### PROBLEM TO WORK ON
Take the line that contains "Task: for every instance of the brick" and every line after it in the material below, and quote them exactly.

### EXCERPTED RECORDS
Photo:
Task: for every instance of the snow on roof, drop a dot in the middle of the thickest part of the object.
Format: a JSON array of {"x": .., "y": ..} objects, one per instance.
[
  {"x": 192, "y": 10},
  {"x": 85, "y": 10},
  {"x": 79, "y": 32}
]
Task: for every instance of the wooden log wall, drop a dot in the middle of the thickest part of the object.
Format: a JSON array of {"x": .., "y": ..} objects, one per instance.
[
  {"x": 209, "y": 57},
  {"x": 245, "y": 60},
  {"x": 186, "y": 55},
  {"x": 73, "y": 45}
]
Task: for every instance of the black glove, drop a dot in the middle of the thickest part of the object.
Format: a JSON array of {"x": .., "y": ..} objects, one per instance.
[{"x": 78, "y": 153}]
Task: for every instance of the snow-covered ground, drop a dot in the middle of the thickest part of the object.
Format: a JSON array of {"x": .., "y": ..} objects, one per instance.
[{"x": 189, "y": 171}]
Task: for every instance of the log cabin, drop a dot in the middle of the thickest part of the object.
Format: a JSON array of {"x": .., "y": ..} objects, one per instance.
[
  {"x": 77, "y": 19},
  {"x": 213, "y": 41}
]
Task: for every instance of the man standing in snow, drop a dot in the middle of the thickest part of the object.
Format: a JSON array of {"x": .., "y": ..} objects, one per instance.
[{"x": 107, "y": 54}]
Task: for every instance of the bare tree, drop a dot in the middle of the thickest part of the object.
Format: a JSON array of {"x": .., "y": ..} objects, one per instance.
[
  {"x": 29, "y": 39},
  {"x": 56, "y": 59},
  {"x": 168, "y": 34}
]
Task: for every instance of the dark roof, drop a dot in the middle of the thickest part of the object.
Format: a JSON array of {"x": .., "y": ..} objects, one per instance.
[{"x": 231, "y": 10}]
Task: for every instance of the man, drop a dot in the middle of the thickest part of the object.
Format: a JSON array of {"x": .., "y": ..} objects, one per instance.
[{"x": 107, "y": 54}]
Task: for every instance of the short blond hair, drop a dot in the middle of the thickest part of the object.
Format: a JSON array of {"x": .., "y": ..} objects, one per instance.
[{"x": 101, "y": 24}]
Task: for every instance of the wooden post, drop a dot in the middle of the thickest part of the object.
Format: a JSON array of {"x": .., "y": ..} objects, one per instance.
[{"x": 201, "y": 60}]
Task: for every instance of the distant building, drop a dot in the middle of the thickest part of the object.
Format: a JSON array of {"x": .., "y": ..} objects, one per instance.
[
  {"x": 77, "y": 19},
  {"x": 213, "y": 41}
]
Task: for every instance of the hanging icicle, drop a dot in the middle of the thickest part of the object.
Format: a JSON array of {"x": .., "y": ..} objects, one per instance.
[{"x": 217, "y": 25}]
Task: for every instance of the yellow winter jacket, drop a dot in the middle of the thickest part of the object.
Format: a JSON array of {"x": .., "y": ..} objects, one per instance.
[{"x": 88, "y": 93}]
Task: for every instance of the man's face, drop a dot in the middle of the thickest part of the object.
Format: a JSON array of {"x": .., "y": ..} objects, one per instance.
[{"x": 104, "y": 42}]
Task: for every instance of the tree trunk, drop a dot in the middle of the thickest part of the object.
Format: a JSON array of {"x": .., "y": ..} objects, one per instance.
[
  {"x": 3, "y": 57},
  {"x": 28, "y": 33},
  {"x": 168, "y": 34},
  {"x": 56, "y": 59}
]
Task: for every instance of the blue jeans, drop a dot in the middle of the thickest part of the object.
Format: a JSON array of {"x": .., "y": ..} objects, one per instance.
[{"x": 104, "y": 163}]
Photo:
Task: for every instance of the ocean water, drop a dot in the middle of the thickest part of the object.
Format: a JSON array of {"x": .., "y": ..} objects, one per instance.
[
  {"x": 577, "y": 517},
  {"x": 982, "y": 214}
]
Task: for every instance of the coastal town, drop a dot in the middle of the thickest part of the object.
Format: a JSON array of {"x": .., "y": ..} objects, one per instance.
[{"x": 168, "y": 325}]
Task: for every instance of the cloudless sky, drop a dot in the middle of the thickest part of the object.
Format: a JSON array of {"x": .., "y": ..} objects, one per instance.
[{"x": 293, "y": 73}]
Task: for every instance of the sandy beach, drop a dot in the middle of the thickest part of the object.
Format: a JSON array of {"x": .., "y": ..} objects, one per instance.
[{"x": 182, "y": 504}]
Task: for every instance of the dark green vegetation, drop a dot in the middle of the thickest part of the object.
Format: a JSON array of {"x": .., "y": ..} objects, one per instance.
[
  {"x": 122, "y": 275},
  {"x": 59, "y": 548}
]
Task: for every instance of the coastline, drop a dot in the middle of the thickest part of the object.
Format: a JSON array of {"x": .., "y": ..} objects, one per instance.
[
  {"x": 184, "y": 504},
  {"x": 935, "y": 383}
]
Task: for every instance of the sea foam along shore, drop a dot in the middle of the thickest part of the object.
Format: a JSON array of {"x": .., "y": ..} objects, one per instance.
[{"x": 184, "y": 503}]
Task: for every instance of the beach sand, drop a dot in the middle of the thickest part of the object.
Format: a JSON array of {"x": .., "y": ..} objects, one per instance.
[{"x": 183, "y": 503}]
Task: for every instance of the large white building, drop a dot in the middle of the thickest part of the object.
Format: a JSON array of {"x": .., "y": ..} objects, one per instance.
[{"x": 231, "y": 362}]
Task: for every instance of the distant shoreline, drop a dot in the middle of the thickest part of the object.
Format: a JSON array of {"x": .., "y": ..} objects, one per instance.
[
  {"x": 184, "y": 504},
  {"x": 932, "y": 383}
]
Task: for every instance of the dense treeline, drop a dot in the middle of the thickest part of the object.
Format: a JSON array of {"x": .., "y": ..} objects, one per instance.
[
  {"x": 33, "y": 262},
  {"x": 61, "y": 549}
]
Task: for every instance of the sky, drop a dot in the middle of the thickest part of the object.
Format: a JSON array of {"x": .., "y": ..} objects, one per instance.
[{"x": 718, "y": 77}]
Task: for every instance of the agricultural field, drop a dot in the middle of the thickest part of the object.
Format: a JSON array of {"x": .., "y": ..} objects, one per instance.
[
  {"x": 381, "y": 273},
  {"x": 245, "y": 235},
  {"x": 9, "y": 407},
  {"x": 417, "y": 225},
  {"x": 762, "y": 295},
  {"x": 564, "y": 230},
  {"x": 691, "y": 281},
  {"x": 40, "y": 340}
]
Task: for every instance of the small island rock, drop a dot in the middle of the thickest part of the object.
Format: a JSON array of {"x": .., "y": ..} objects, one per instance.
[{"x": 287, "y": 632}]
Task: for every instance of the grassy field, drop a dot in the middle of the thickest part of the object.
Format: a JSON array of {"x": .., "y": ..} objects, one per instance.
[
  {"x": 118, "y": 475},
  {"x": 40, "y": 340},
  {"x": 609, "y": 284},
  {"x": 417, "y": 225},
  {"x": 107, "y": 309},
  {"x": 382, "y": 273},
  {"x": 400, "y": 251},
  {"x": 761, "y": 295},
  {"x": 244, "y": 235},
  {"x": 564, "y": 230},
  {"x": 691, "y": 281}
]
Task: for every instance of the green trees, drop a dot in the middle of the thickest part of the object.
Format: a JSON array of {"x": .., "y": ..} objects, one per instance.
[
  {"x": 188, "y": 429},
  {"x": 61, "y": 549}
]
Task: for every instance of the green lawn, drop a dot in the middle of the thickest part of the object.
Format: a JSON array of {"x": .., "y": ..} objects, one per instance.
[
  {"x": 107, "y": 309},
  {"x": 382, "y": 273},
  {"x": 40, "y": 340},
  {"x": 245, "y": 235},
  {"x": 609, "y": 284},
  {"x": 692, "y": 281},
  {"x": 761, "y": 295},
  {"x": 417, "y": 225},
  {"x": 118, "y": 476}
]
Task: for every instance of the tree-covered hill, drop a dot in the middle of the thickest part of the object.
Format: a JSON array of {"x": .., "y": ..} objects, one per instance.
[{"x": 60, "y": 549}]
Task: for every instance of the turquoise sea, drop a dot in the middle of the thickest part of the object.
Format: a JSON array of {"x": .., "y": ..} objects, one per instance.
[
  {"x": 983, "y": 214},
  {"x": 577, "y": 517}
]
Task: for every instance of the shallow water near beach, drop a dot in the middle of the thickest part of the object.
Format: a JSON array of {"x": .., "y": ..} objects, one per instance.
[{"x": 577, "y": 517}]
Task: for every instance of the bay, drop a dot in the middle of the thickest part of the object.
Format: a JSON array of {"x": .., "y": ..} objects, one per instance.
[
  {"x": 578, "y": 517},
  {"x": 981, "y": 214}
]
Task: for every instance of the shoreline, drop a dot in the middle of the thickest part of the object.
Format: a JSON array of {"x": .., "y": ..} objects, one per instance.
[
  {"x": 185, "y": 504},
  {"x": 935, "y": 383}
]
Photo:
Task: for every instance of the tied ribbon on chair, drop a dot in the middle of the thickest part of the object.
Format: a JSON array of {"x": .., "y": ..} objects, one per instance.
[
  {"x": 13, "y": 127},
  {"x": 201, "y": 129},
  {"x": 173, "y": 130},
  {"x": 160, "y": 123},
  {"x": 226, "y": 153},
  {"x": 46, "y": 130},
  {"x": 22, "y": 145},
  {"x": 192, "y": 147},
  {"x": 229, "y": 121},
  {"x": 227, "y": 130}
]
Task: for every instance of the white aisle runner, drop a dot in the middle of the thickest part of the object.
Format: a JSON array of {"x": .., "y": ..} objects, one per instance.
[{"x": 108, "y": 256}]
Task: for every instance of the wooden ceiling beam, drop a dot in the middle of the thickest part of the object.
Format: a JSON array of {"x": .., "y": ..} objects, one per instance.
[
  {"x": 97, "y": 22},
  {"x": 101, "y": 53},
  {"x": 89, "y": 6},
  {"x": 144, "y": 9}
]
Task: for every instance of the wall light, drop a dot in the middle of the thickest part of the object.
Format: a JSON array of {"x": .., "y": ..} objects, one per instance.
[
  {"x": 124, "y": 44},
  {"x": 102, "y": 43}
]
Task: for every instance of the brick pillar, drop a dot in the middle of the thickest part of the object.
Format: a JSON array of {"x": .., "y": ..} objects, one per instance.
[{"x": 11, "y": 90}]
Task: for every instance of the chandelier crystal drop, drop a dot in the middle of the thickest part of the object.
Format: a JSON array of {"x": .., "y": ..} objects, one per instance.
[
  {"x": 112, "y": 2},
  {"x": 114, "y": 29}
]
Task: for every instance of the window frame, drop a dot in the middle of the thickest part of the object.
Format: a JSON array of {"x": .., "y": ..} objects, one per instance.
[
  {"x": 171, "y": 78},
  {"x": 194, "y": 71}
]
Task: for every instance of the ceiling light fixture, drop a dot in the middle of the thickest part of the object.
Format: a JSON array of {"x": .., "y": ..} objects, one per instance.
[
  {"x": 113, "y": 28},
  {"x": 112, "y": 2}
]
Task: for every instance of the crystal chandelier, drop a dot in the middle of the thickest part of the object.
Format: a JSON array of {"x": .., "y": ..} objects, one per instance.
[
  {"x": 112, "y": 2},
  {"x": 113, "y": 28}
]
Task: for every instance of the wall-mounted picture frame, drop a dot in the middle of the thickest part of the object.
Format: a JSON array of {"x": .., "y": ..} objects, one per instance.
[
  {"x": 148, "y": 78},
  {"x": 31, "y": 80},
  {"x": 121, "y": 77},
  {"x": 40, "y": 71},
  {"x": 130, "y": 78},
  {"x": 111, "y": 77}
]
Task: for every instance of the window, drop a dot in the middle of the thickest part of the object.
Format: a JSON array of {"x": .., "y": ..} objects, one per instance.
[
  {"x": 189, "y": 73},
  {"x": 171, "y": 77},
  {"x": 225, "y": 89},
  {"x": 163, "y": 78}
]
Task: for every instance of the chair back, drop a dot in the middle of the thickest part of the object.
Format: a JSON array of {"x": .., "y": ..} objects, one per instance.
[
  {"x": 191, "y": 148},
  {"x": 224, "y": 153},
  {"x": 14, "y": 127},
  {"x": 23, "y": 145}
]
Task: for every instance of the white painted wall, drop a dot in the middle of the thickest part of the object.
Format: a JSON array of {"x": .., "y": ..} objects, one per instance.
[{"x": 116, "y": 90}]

### THE OUTPUT
Task: for every instance of the brick pillar, drop a dot in the middle of the thickest part of the object.
Format: a JSON array of {"x": .., "y": ..} objects, one per instance.
[{"x": 11, "y": 90}]
Task: for every instance of the chandelier crystal drop, drop a dot in the middle of the thickest part of the object.
Format: a JSON array of {"x": .., "y": ..} objects, one per instance.
[
  {"x": 112, "y": 2},
  {"x": 114, "y": 29}
]
Task: for every instance of the window frame, drop a dot in the middle of the thickest part of the object.
Format: a JSON array of {"x": .., "y": ..} objects, one per instance.
[
  {"x": 171, "y": 78},
  {"x": 194, "y": 71}
]
Task: for every instance of the ceiling light fixture, drop a dot in the middle of the thickest part of the object.
Format: a JSON array of {"x": .., "y": ..} objects, one per instance.
[
  {"x": 113, "y": 28},
  {"x": 112, "y": 2}
]
Task: for every instance of the crystal chandelier, drop a dot in the middle of the thickest part of the object.
Format: a JSON array of {"x": .., "y": ..} objects, one per instance.
[
  {"x": 112, "y": 2},
  {"x": 113, "y": 28}
]
Task: for every instance of the wall-mounted picture frame, drop a dot in the middle of the thickest part of the object.
Format: a JSON array of {"x": .., "y": ..} objects, one per instance.
[
  {"x": 148, "y": 78},
  {"x": 31, "y": 80},
  {"x": 121, "y": 77},
  {"x": 40, "y": 71},
  {"x": 130, "y": 78},
  {"x": 111, "y": 77}
]
Task: for every instance of the window, drop a dot in the middle of the thickest part of the object.
Format: a JSON array of {"x": .., "y": ..} objects, one per instance.
[
  {"x": 189, "y": 73},
  {"x": 171, "y": 77},
  {"x": 225, "y": 89},
  {"x": 163, "y": 78}
]
Task: for every instance of the chair back, drop a dot in the middle of the thickest part of the object.
Format: a JSON array of {"x": .., "y": ..} objects, one per instance.
[
  {"x": 191, "y": 148},
  {"x": 224, "y": 153},
  {"x": 14, "y": 127},
  {"x": 23, "y": 145}
]
Task: for every instance of the white painted wall, drop a dot in the middle of the thickest part of the object.
Format: a JSON array of {"x": .., "y": ..} objects, one per instance.
[{"x": 116, "y": 90}]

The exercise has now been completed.